• _PROVIDED TEXT_:
⟨

The long arm of the law finally, finally reached out and gave actress Lindsay Lohan a little slap. On Tuesday, July 6, Lindsay Lohan was sentenced to 90 days in jail and ordered to spend another three months in rehab for missing her weekly alcohol education classes in violation of her probation.
According to the Los Angeles Times Blogs, a weeping Lindsay Lohan heard the sentence from the long patient Judge Marsha Revel. Lohan tried to tell the court she had been confused by the instructions surrounding her probation and believed herself to be in compliance with the judge's orders. She claimed the alcohol education program gave her permission to skip and reschedule appointments. "I'm not taking this as a joke, it's my life, and it's my career ... I've learned from my experiences, I take responsibility for my actions," Lohan told the court.
However, (finally) Judge Revel was having none of it. She reviewed the past history of Lohan's case, noting that in the two DUI arrest incidents, Lohan had claimed others were the drivers both times, and had lied about being sober and drug-free both times. In addition, People.com ran down the starlet's behavior during this last round of probation. Lohan was a no-show at a mandatory progress review hearing in May, claiming her passport was stolen while at the Cannes Film Festival. After being fitted with a SCRAM alcohol-monitoring bracelet, the SCRAM bracelet was set off, leading to Lohan's third arrest warrant in the case, although her attorney later claimed she tested negative for alcohol.
At this hearing, Judge Marsha Revel (finally) seemed to have heard enough. "I couldn't have been more clear [about my orders]," said the judge. "There are no excuses." Lohan was ordered to surrender to the court on July 20 to begin her sentence at the women's Century Regional Detention Facility in Lynwood, Calif., where according to People.com, she previously served just 84 minutes of a 24-hour sentence nearly three years ago.
It is possible Lohan may only end up serving only a fraction of the term due to the L.A. Sheriff's policy of releasing non-violent offenders early, due to severe jail overcrowding.

⟩

• _TASK LIST_:
• 1. According to the article on Lindsay Lohan's sentencing, where was Lohan to begin serving her sentence?
• 2. Please rewrite the article on Lindsay Lohan's sentencing from "According to the" up to and including "told the court.", swapping "court" for "courtroom".
Answer from the article on Lindsay Lohan's sentencing and nothing else.

• _MATERIAL PROVIDED_:
⟨

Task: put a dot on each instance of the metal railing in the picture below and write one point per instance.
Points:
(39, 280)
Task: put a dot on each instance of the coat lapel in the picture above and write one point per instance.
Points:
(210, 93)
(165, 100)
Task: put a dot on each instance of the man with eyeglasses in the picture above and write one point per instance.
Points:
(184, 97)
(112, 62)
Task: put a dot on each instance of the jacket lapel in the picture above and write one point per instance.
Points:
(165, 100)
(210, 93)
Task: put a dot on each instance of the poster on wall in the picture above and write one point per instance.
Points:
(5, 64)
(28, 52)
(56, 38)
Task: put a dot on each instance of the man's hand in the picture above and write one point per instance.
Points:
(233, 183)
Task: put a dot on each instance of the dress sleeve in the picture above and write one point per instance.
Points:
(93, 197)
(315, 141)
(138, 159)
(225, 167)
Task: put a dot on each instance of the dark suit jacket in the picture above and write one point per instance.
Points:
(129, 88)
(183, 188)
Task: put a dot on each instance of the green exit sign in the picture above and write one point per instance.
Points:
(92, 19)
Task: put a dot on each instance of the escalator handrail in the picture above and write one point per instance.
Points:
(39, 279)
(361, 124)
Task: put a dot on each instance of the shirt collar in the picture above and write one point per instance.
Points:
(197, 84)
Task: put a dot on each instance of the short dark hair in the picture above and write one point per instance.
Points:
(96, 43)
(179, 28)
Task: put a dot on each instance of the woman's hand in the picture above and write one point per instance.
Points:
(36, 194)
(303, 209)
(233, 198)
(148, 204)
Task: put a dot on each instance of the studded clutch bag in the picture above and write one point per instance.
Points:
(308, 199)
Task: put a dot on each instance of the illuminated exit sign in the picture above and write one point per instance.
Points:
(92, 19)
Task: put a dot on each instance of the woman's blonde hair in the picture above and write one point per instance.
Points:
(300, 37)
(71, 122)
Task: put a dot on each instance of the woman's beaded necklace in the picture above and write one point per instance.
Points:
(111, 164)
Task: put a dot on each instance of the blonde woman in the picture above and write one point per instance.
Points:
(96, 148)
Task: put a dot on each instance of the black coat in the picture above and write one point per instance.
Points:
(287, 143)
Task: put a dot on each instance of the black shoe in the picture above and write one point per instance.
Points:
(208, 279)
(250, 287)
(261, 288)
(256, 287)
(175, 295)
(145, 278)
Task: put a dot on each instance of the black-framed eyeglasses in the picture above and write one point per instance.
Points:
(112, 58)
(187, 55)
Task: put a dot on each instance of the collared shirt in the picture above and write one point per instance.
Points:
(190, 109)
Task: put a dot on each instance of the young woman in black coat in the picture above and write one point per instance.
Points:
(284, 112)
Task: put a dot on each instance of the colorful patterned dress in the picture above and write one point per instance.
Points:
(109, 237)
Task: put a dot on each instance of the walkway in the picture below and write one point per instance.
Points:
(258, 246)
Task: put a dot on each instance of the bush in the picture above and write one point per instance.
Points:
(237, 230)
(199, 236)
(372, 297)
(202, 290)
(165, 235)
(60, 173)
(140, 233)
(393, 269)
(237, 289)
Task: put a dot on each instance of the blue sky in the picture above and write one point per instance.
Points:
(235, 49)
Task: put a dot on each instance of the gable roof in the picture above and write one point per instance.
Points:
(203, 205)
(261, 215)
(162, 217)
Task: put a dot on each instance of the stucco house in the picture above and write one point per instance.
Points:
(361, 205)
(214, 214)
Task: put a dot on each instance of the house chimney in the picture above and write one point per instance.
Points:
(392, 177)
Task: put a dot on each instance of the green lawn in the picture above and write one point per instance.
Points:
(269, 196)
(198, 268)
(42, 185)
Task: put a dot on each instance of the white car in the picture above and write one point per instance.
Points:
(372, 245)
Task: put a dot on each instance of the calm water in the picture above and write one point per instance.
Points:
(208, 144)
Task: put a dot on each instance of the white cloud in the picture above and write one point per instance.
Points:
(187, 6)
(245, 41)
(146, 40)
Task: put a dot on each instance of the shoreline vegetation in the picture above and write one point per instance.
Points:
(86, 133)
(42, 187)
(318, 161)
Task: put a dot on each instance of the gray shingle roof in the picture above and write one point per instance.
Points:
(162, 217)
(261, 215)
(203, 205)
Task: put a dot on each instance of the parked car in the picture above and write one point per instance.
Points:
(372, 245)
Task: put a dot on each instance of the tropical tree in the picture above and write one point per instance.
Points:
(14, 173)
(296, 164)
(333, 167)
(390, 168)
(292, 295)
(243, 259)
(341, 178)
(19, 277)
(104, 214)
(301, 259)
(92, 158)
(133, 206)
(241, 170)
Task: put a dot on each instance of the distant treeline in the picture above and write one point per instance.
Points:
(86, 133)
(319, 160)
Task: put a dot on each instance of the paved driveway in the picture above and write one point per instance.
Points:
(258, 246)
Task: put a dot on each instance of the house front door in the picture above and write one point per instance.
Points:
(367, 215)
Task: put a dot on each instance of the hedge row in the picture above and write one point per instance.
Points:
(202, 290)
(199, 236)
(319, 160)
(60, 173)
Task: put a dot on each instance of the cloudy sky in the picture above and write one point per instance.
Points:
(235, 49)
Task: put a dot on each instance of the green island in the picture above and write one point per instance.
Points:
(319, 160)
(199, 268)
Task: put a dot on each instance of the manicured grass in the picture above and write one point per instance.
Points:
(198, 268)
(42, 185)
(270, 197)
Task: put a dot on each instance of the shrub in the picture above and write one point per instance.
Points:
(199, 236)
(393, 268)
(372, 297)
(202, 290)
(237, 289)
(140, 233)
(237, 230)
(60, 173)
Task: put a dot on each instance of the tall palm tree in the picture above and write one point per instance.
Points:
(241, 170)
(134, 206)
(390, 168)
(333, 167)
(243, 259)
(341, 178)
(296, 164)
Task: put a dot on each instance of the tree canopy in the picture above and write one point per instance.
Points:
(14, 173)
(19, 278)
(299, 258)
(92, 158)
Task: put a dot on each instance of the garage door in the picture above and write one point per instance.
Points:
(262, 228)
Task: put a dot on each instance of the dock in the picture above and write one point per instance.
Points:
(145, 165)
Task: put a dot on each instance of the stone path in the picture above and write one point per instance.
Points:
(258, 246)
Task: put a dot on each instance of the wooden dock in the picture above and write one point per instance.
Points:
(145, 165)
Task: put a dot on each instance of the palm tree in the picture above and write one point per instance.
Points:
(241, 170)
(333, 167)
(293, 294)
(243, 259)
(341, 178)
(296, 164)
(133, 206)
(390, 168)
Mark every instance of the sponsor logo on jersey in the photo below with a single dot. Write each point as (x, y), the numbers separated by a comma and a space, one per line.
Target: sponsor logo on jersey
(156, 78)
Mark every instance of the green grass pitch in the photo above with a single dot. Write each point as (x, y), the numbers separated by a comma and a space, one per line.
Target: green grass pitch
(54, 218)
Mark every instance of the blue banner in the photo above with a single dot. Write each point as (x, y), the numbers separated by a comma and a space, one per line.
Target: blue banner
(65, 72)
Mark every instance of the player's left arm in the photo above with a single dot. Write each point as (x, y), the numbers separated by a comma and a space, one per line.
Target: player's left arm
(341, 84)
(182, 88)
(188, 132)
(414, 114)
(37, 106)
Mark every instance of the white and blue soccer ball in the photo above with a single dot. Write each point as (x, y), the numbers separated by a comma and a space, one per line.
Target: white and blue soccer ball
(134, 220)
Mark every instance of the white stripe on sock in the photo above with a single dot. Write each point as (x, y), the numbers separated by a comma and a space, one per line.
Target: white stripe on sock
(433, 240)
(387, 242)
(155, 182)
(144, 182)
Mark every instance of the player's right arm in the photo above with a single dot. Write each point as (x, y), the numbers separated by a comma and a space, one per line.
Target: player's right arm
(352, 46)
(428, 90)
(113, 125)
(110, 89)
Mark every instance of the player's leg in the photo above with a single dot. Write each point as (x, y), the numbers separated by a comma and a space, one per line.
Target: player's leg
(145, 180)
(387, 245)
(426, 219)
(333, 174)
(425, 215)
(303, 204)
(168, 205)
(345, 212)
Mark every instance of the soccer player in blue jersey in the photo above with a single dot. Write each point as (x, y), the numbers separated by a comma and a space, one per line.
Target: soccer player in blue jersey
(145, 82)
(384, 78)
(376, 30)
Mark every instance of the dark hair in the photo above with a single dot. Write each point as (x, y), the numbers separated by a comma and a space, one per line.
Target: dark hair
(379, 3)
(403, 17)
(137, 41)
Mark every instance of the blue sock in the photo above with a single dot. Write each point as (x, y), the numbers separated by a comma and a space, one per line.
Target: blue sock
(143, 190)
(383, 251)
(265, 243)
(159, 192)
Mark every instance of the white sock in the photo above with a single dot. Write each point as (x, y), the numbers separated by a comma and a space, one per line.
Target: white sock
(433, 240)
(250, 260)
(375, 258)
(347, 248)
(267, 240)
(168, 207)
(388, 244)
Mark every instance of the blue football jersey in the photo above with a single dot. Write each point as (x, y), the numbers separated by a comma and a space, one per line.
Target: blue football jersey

⟩

• _ANSWERS BY TASK_:
• 1. At the women's Century Regional Detention Facility in Lynwood, Calif.

• 2.
According to the Los Angeles Times Blogs, a weeping Lindsay Lohan heard the sentence from the long patient Judge Marsha Revel. Lohan tried to tell the courtroom she had been confused by the instructions surrounding her probation and believed herself to be in compliance with the judge's orders. She claimed the alcohol education program gave her permission to skip and reschedule appointments. "I'm not taking this as a joke, it's my life, and it's my career ... I've learned from my experiences, I take responsibility for my actions," Lohan told the courtroom.